* **Excerpted records**

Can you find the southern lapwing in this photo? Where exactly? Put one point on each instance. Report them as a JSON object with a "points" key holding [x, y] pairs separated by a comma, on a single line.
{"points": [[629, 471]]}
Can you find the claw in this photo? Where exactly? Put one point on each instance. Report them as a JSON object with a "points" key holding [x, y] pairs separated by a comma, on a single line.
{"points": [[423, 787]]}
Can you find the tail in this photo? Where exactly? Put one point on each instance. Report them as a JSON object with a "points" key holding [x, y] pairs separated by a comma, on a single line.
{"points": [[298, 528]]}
---
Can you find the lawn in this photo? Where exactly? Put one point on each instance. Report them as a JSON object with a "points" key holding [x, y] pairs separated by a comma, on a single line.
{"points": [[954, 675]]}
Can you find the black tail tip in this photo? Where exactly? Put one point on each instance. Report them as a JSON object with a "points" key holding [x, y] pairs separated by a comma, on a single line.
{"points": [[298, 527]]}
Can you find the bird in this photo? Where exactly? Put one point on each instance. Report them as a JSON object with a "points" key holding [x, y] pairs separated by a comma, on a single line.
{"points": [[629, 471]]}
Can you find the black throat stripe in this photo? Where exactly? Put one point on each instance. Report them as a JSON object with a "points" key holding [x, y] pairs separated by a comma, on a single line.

* **Work request**
Within the listing above, locate the line containing "Can you find the black tail" and the line containing "Can you find the black throat". Reproduce those two lines and all lines between them exactly, with nothing added.

* **Solution to the exercise**
Can you find the black tail tip in this photo? Where exactly? Put one point on each instance. Report them as a JSON object with a "points" key holding [x, y] pairs separated by a comma, on a single line.
{"points": [[298, 527]]}
Can you find the bird in this photo? Where exactly? Put one point on each instance. Report them as a JSON object with a "points" key holding [x, y] pairs separated by a comma, on a single line.
{"points": [[629, 471]]}
Can you find the black throat stripe in this photo? Where exactly? Put one point on each instance. Report them as a JSON object with a "points" key holding [x, y] pairs separated by a comma, on a single line.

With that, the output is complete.